*Short problem a*.
According to the NanoPi K2 review, how much RAM does the board have?

*Source excerpt*.
And so it was that I opened up the K2 board from FriendlyArm and the big claim is 4K video. I had to give it a go, didn’t I, so I downloaded the Android setup from their site.

Now this board has a number of special features.  Firstly it has an infra-red input and they supply an infra-red handset – so no messing around – it just “works”.  Another feature which I don’t think any of the other boards manage – this board is size-compatible with the Raspberry Pi 2 and 3 – and that means – yes, you can use any of the millions of Raspberry Pi cases out there – and there are some beauties!!!  Nice.

Even then I wasn’t that optimistic about Android – after all I already have a media centre running and it takes some setting up – did I really want to go through all that again?

Ok, well I’ll cut a long story short.. YES, ABSOLUTELY. This is lovely. So the board has 2GB RAM which is more than any Raspberry Pi has ever had or apparently ever will. It has a standard microSD and I JUST happen to have a 64GB microSD which will give BAGS of room for movies.

And so I guess you’d expect me to rant on for ages about various features? Well, I’m not. It works and works extremely well. I’ve tried YouTube and Chrome searching for high quality movies and everything I throw at the board runs flat out – maximum settings I can see on Youtube are 1080p and the quality is excellent – my monitor isn’t high enough res for true 4K but watching the smooth videos I have no doubt the claim pans out. The remote works a treat. The only thing that is missing is a 3.5mm jack which would have been good as my HD computer monitor doesn’t have a loudspeaker attached!!

I say it is fast – it is but if you REALLY want to go to town there’s an eMMC connector on the board… personally I’m happy with the SD.

You can look up the specs online on the link above, but in short, an Amlogic S905 with a Mali graphics processor, 2GB RAM, Gigabit Ethernet, WIFI, BLUETOOTH, audio via HDMI or Bluetooth,  Oh, my headphones – hang on… testing…RIGHT – that sorts the audio – the Bluetooth works a treat with my little GEAR4 speakers – no problem.

I’m running this with the heatsink attached – which also has a fan but a fan is always a daft idea in a media centre… and… yes, I think you can likely get away without needing the fan… the fins are cool enough to touch continuously.  Right – I’m off to find a nice box for this.

Oh and it has a proper power connector but I just plugged in the microUSB connector and that’s working a treat.

Update August 2017: After months of using this board as a media centre – it has performed flawlessly.  I have two of this and have just installed the Official Ununtu release for it. “the script” installs flawlessly on this board –  however I have to say, right now, the supplied WIRINGPI which comes with the Ubuntu release – is bust…  “sudo gpio i2cd” was obviously never tested as it gripes about this board not being a NEO2 !!!  Not good. I reported the problem and the answer was that it should be removed – WiringPi not yet supported on the K2 – that’s not good!!!!

Facebooktwitterpinterestlinkedin

72 thoughts on “NanoPi K2

    1. I have two of them and the Ethernet …. works… they’re in use every day glued to the back of our two TVs.

*Given information*.

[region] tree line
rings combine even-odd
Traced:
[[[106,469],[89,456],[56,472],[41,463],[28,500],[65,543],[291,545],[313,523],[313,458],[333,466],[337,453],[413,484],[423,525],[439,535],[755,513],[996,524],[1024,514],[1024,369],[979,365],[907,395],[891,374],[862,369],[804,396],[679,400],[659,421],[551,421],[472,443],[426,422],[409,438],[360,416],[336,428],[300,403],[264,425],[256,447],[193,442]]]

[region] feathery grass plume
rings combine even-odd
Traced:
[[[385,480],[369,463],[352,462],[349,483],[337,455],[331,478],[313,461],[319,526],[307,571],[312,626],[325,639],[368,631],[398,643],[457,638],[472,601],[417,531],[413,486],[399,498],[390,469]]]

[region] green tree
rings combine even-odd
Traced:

*Short problem b*.
From the entries, rewrite the part that opens with the line containing "[region] green tree" and runs to the end of the entries, swapping "green" for "olive" and leaving everything else unchanged.

*Expected answer a*.
2GB

*Expected answer b*.
[region] olive tree
rings combine even-odd
Traced:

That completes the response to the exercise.